**WRITTEN EXERCISE**
Could you convert the lines from the one with "Label: arched window" to the one with "[575,284,622,379]", both included, into a numbered list with any blank lines left out?

**EXERCISE INPUT**
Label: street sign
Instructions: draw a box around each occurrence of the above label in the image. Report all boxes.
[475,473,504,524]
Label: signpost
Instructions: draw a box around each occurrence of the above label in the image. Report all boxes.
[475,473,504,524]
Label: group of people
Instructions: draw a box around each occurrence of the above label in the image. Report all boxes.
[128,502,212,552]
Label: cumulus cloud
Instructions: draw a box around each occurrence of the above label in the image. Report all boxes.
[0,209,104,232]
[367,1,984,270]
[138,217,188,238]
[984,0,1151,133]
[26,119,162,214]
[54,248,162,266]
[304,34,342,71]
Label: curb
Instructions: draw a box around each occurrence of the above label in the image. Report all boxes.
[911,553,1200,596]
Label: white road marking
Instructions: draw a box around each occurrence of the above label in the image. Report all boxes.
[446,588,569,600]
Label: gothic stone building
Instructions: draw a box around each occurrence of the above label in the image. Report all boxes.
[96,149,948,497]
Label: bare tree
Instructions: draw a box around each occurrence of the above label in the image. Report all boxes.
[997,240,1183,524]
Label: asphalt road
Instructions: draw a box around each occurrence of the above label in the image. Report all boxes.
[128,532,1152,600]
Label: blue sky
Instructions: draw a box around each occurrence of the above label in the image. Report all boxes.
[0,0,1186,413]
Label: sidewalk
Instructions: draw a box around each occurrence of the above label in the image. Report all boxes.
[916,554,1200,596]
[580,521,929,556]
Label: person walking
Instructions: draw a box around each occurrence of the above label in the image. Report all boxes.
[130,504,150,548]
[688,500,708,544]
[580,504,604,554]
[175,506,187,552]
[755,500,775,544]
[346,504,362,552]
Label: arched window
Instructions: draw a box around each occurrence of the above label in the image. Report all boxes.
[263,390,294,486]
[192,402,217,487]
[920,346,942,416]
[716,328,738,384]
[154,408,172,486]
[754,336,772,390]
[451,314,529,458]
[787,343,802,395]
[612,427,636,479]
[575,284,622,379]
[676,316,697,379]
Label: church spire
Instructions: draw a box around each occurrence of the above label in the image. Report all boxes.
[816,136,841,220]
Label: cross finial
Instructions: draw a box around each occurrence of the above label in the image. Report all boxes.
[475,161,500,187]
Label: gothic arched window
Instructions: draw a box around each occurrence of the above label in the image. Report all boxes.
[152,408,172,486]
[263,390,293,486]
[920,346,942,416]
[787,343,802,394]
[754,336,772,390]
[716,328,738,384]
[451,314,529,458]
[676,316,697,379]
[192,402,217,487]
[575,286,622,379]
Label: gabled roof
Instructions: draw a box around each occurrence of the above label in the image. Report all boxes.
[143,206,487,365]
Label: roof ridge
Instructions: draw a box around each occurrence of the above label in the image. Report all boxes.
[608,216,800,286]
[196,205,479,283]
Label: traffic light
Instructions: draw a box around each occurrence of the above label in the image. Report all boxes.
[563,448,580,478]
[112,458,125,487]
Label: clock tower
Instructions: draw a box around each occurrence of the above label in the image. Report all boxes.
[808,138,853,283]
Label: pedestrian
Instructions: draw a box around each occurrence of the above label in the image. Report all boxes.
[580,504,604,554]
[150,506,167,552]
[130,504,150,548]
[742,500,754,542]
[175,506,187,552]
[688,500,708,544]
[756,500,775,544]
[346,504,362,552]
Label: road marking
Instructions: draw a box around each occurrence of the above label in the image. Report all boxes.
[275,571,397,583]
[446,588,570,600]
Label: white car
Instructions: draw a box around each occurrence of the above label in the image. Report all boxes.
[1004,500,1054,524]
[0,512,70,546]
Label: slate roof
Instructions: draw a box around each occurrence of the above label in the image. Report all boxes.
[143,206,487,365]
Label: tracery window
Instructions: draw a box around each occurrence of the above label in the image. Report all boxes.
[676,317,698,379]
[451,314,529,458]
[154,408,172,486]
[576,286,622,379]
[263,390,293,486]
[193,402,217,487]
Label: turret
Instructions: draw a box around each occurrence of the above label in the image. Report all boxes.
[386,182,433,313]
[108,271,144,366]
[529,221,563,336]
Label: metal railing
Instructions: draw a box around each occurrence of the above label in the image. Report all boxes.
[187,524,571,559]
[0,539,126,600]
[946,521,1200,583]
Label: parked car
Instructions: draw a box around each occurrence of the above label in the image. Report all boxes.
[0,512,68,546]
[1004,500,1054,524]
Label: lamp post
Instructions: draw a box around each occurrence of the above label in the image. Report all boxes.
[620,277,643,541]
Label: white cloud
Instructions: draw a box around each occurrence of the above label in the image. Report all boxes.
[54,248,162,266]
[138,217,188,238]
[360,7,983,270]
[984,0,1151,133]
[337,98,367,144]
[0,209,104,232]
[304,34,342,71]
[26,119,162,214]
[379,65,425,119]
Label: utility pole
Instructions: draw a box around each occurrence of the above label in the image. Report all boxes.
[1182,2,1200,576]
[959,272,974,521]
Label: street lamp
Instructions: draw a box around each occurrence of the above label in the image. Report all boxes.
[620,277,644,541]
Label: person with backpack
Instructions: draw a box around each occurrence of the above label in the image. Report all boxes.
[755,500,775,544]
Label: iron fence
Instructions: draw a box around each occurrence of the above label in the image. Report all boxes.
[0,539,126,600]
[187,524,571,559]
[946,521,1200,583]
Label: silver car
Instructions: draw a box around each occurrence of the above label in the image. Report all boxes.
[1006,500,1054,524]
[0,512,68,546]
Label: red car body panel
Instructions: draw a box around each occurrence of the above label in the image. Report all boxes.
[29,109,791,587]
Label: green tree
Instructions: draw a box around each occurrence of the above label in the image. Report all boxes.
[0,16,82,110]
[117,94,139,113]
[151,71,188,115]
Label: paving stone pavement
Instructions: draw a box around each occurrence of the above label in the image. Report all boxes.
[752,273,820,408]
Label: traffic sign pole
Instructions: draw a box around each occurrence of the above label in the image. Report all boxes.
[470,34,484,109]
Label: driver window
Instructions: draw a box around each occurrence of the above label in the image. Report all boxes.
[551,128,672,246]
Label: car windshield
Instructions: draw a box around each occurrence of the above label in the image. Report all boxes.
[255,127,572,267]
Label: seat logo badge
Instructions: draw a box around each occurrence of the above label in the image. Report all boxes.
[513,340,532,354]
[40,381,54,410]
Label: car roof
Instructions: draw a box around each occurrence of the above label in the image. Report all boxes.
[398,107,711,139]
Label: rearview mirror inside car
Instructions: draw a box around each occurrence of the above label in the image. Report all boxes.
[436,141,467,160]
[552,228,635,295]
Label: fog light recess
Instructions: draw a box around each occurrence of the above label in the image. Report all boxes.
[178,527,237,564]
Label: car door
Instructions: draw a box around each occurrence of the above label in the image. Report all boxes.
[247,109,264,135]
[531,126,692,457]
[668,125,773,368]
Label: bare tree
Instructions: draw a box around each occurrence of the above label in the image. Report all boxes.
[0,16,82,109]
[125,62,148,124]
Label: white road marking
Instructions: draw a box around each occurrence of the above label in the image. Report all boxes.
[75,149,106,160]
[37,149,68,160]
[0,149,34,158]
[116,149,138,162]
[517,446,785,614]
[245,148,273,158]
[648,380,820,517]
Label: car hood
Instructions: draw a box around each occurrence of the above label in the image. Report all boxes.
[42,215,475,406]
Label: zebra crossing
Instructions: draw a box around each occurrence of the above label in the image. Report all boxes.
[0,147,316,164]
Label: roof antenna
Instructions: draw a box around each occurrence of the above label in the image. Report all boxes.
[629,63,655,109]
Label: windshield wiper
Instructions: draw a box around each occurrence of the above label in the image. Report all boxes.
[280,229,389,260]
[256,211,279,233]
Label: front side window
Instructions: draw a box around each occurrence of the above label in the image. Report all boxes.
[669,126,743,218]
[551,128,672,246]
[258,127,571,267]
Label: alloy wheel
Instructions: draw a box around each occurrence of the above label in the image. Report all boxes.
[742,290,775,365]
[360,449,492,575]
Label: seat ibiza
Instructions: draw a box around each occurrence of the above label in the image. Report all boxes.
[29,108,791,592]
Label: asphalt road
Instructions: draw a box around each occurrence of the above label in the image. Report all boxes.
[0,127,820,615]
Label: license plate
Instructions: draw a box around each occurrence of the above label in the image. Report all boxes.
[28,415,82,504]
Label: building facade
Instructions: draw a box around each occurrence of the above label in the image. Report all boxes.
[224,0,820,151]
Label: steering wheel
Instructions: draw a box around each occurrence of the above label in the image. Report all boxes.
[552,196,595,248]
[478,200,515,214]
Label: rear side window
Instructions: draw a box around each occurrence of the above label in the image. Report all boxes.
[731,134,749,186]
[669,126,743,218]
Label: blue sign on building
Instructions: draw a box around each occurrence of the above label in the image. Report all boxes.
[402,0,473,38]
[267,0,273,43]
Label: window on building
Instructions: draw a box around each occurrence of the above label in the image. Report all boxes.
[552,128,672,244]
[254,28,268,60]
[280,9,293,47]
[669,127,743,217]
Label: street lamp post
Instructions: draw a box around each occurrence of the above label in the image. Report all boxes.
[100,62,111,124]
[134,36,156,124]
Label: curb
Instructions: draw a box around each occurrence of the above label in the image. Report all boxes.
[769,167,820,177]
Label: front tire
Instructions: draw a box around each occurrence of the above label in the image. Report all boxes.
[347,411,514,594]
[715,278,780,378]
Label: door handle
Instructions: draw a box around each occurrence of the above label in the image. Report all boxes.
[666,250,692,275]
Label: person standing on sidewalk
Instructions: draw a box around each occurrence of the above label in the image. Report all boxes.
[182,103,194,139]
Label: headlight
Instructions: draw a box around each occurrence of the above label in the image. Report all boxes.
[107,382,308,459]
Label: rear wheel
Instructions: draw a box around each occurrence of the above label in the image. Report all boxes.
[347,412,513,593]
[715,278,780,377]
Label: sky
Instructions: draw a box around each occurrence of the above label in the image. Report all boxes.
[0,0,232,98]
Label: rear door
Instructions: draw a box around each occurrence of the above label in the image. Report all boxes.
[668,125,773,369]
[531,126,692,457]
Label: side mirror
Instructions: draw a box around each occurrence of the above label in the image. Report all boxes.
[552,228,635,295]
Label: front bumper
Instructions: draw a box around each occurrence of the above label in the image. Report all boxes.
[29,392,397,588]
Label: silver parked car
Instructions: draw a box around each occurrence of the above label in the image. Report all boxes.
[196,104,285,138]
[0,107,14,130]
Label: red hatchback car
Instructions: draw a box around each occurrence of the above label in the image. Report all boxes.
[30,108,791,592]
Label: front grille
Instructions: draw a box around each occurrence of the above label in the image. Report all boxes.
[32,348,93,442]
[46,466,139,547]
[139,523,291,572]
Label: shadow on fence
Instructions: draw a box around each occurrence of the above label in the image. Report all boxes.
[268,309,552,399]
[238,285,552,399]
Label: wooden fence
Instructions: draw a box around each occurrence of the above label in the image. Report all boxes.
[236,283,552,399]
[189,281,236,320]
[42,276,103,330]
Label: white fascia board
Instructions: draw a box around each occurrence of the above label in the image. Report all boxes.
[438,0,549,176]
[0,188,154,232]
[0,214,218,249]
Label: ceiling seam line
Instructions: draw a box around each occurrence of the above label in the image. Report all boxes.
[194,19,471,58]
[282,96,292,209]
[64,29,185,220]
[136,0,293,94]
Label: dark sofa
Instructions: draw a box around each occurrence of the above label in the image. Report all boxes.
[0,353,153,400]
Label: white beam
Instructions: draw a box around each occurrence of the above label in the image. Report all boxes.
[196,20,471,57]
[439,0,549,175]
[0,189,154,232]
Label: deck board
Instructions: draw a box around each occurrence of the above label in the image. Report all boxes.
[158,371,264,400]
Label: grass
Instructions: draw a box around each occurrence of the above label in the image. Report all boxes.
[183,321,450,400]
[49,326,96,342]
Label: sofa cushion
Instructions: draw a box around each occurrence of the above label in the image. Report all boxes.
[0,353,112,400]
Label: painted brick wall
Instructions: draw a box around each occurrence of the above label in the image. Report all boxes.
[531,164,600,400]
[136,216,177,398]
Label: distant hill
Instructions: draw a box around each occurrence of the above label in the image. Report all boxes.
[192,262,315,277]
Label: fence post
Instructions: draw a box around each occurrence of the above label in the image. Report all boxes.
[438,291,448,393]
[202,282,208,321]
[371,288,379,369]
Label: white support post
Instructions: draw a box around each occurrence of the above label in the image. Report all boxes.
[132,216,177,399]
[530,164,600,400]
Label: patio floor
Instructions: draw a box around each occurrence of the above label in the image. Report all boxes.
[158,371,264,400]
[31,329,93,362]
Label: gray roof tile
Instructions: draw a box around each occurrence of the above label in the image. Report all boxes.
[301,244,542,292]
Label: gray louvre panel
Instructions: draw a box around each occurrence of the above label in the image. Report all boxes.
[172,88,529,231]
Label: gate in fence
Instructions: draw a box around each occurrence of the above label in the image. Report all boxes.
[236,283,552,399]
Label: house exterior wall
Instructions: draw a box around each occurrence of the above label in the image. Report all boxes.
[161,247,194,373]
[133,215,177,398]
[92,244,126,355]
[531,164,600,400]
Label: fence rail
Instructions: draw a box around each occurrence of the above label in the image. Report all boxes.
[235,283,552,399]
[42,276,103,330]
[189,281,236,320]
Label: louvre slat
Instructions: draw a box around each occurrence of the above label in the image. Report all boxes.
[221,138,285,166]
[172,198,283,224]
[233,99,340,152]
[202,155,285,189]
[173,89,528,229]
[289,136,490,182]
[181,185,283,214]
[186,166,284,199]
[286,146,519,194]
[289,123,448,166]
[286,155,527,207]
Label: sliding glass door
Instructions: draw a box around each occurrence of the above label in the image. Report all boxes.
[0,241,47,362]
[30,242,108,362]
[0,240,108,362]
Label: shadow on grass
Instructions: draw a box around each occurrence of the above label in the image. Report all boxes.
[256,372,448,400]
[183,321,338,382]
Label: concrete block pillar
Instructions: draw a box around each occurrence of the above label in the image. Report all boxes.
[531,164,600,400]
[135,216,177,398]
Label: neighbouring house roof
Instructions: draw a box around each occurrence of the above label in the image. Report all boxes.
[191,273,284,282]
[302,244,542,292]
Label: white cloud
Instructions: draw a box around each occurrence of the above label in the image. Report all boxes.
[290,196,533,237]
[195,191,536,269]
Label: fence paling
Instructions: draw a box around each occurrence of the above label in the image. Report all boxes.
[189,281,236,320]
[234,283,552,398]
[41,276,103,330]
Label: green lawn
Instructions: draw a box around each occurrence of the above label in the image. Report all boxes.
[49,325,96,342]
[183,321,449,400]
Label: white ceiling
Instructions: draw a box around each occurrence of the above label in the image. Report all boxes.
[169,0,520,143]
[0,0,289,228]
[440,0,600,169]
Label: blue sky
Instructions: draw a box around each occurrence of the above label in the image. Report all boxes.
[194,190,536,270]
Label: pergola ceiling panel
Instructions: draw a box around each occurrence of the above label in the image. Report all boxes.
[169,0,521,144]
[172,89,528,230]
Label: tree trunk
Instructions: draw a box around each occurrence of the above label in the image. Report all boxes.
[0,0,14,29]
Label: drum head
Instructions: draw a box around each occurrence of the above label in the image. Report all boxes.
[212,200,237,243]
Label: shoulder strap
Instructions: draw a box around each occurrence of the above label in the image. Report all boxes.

**EXERCISE ANSWER**
1. Label: arched window
2. Instructions: draw a box around each occurrence of the above label in the image. Report all boxes.
3. [263,390,294,486]
4. [192,402,217,487]
5. [920,346,942,416]
6. [716,328,738,384]
7. [154,408,172,486]
8. [754,336,772,390]
9. [451,314,529,458]
10. [787,343,802,395]
11. [612,427,636,479]
12. [575,284,622,379]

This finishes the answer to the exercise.